What you need to do:
#1 Answer these from the lab news below, one line each:
(a) What will Sahr Wali examine in the research practicum project?
(b) Who will Gil Yerushalmi work with on the honours thesis?
(c) Which prize was won at the Society for Experimental Biology meeting, and for what?
#2 Decide whether each statement agrees with the lab news below. Answer yes or no, and quote the words that settle it.
(a) Gil Yerushalmi's honours thesis is about how salt stress can influence thermal tolerance in Drosophila melanogaster.
(b) James O'Sullivan and Lisa Jørgensen are graduate students in the Overgaard lab.
(c) The collaborators on the new article are all at the University of Copenhagen.

This week, Sahr Wali joins to lab for a research practicum project. Sahr will be examining the effects of neuropeptide injections on thermal tolerance in Drosophila. Sahr was previously the lab fly food chef - a job she is graciously willing to continue while she tackles some important primary research. Welcome Sahr!
Gil Yerushalmi has officially joined the Donini lab. Gil will be working with Heath on an honours thesis about how salt stress can influence thermal tolerance in Drosophila melanogaster. Welcome Gil!
What a great week in Prague!
Myself, Lisa and James all presented posters at the annual main meeting of the Society for Experimental Biology in Prague. All three posters were very well received and I won the Irene Manton prize for the best poster in the animal section. James O'Sullivan and Lisa Jørgensen, both undergraduate students in the Overgaard lab, presented their outstanding work on ion balance disruption at high temperatures in insects and crustaceans, respectively.
A new article is now available in early view at the American Journal of Physiology, Regulatory, Integrative and Comparative Physiology. Here, we show that improvements in cold tolerance acquired through adult acclimation and acclimation during development are both associated with similar changes in ion and water balance.
This integrative study was a collaboration with Jonas Andersen, Volker Loeschcke and Johannes Overgaard, all at Aarhus University.

Dataset:
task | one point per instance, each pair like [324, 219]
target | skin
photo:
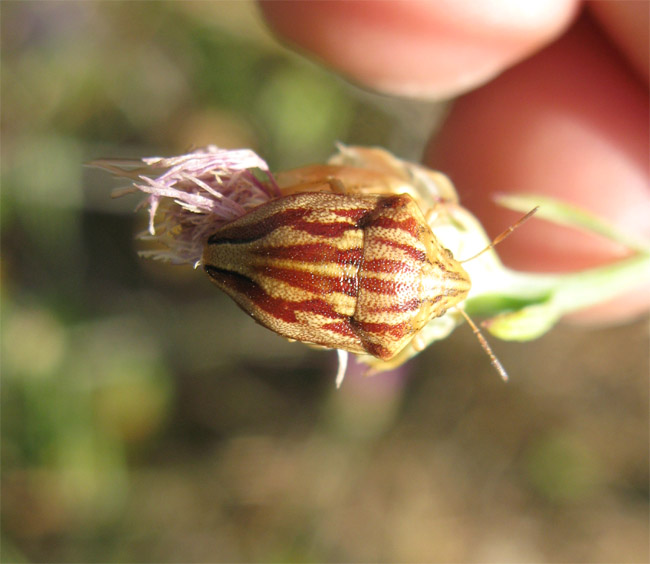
[547, 101]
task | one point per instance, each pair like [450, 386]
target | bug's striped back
[348, 272]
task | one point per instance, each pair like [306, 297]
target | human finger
[570, 123]
[420, 48]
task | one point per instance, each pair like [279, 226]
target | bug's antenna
[486, 347]
[503, 235]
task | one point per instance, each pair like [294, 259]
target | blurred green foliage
[144, 418]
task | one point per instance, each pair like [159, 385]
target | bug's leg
[343, 366]
[486, 347]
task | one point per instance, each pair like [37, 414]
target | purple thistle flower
[191, 196]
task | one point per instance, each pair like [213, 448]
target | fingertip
[420, 48]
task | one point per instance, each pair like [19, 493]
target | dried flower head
[192, 195]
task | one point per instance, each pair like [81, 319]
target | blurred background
[145, 418]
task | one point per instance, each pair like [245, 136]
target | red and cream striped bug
[345, 259]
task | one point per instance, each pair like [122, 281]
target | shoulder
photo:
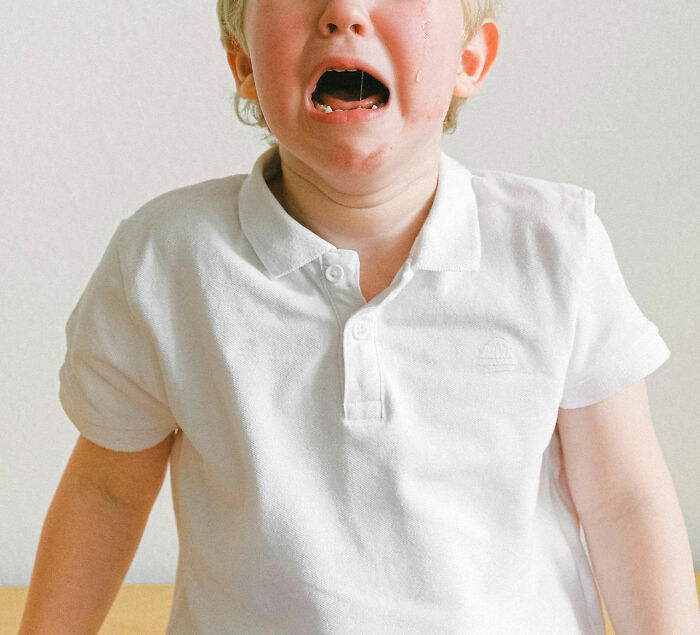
[181, 218]
[532, 197]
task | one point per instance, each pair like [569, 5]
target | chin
[359, 156]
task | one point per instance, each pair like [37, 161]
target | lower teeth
[324, 108]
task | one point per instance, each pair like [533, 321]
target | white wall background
[105, 105]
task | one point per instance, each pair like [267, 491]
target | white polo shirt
[348, 467]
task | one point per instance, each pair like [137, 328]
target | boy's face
[413, 47]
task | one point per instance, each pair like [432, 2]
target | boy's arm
[634, 527]
[90, 535]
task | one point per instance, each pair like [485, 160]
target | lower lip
[356, 115]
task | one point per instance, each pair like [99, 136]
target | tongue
[346, 100]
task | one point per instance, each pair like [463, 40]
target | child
[369, 365]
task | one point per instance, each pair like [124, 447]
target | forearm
[643, 565]
[86, 546]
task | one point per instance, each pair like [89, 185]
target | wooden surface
[141, 609]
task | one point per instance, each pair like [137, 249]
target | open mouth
[348, 90]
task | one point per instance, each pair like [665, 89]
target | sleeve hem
[637, 364]
[119, 439]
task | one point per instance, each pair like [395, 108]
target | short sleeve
[110, 382]
[614, 344]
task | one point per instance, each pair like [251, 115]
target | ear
[242, 70]
[477, 57]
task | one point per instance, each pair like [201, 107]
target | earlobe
[476, 61]
[242, 70]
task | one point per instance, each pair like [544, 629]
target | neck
[384, 219]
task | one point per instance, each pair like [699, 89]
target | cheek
[425, 52]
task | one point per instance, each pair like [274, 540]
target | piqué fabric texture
[343, 466]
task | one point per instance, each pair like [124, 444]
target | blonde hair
[230, 13]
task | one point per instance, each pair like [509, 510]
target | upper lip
[341, 63]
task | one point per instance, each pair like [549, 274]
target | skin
[365, 186]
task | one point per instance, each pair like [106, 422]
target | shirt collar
[449, 239]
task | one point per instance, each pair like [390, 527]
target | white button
[360, 330]
[334, 273]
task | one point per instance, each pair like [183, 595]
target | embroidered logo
[496, 355]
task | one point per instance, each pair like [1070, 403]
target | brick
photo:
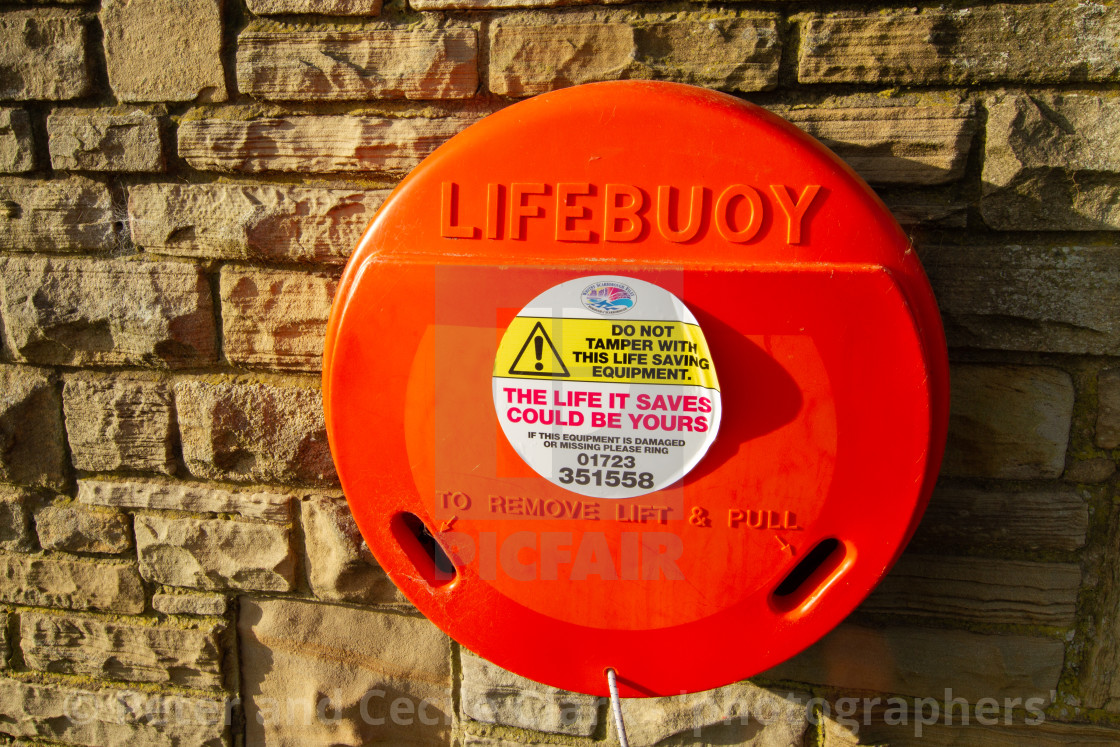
[1009, 422]
[254, 432]
[309, 145]
[1099, 685]
[83, 311]
[17, 505]
[740, 713]
[494, 696]
[339, 566]
[276, 318]
[74, 528]
[1054, 520]
[195, 497]
[924, 207]
[119, 421]
[737, 54]
[317, 7]
[1091, 470]
[16, 153]
[164, 49]
[1108, 408]
[189, 604]
[988, 726]
[33, 442]
[1060, 299]
[980, 589]
[1048, 43]
[43, 55]
[53, 581]
[291, 64]
[110, 717]
[62, 214]
[500, 5]
[251, 222]
[104, 140]
[91, 646]
[323, 662]
[1051, 161]
[893, 145]
[925, 662]
[214, 553]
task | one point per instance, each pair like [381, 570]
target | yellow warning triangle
[539, 356]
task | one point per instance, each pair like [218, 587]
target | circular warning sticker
[605, 386]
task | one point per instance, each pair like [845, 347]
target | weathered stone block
[730, 54]
[309, 145]
[185, 496]
[734, 53]
[1099, 684]
[246, 222]
[740, 713]
[110, 717]
[104, 140]
[43, 55]
[926, 207]
[119, 421]
[1108, 409]
[254, 432]
[1010, 422]
[498, 5]
[75, 528]
[893, 145]
[16, 146]
[317, 7]
[189, 604]
[214, 553]
[295, 65]
[1056, 299]
[1090, 470]
[53, 581]
[339, 566]
[61, 214]
[926, 662]
[1045, 43]
[164, 49]
[317, 673]
[530, 59]
[494, 696]
[980, 589]
[16, 509]
[83, 311]
[1051, 162]
[276, 318]
[92, 646]
[1054, 520]
[33, 442]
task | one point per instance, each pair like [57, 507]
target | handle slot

Expected outputs:
#1
(a) The effects of neuropeptide injections on thermal tolerance in Drosophila.
(b) Heath.
(c) The Irene Manton prize, for the best poster in the animal section.

#2
(a) Yes: "an honours thesis about how salt stress can influence thermal tolerance in Drosophila melanogaster"
(b) No: "both undergraduate students in the Overgaard lab"
(c) No: "all at Aarhus University"